What this task involves — Take the line that contains "of the glossy" and each line after it in the material below, and transcribe them exactly, stopping at the end.

Records shown —
--- Start ---
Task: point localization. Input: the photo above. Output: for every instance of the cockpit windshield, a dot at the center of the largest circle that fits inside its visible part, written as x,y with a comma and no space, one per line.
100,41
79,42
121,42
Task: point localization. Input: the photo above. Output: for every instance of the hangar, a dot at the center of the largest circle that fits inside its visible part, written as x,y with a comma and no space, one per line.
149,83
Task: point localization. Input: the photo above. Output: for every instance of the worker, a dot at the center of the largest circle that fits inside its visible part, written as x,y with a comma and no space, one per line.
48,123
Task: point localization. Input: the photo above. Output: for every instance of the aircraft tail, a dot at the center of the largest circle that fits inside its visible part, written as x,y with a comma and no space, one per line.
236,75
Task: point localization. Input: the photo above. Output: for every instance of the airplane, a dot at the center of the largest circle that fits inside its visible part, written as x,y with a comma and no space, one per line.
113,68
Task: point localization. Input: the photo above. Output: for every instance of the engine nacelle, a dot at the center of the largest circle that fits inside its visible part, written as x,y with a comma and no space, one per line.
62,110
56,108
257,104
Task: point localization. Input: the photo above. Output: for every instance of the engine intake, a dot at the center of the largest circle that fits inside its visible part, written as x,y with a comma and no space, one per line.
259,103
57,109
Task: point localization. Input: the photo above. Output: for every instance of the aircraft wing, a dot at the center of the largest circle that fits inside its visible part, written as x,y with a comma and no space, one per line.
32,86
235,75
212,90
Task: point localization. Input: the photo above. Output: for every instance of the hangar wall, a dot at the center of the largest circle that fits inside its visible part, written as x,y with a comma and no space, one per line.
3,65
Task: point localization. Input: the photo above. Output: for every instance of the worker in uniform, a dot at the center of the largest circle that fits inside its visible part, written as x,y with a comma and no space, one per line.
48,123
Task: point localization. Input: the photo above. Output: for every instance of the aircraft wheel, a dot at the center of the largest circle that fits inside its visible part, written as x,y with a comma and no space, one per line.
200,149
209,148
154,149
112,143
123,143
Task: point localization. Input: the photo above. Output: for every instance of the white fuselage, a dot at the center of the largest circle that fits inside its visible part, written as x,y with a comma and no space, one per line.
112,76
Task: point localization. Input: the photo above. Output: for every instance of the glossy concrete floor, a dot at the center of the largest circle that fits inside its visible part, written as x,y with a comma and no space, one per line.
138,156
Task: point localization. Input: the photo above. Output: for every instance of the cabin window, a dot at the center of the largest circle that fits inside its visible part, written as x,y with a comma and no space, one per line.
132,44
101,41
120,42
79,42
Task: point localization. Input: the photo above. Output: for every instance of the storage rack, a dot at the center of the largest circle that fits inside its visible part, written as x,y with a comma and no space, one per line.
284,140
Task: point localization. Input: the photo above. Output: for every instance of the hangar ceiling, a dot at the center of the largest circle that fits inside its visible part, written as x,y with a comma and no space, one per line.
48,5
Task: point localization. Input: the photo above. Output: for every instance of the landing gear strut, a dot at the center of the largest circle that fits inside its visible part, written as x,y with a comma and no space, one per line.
--- End ---
Problem solution —
Task: point localization. Input: the photo above. Output: for every instance of the glossy concrete floor, a dot at the center of the largest circle that fits inside its visible part, written as x,y with a comma and no space, one per line.
138,156
Task: point localization. Input: the photo above. Output: for every instance of the cabin window, a dot at the center of the largest circle that fits inside its visible part, written as x,y with a comma and no space, one per line.
132,44
101,41
120,42
79,42
Task: point localization. Input: the photo above. Output: for every instance of the storage rack, a dot at the center of the largest circle that fits inside its visible part, written as x,y with a comma and no space, one per line.
284,140
Task: point localization. Input: the photo above. Output: for every instance of the hangar ceiling, a dot at the center of the largest circle that fits inside its visible part, written as x,y with a comma and no space, one per line.
48,5
Task: point localization. Input: the photo above. Output: for every instance of the landing gear strut, a dot at the center of the largest circle that fits inside its visible part, written as x,y with a comma and no space, one per line.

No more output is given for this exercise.